===== LISTED ENTRIES =====
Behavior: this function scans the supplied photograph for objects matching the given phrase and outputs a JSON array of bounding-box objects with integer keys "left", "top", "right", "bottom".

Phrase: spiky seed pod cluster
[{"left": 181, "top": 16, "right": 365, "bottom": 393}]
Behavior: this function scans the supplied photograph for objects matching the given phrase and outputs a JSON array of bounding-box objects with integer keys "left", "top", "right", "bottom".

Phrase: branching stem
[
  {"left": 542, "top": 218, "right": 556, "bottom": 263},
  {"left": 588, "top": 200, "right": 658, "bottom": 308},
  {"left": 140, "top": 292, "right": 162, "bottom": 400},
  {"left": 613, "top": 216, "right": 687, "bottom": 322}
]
=====
Write out every entry again, keeping each line exactly the same.

Behavior: this function scans the supplied photograph for objects matching the given phrase and outputs a JSON array of bounding-box objects with integer keys "left", "top", "right", "bottom".

Phrase: spiky seed pod cluster
[{"left": 181, "top": 16, "right": 365, "bottom": 393}]
Behavior: this function scans the supplied photograph for objects matching the given phrase and outputs a JSON array of bounding-box objects with integer keys "left", "top", "right", "bottom".

Phrase: branching stem
[
  {"left": 542, "top": 218, "right": 556, "bottom": 263},
  {"left": 588, "top": 200, "right": 658, "bottom": 308},
  {"left": 140, "top": 292, "right": 162, "bottom": 400},
  {"left": 613, "top": 216, "right": 687, "bottom": 322}
]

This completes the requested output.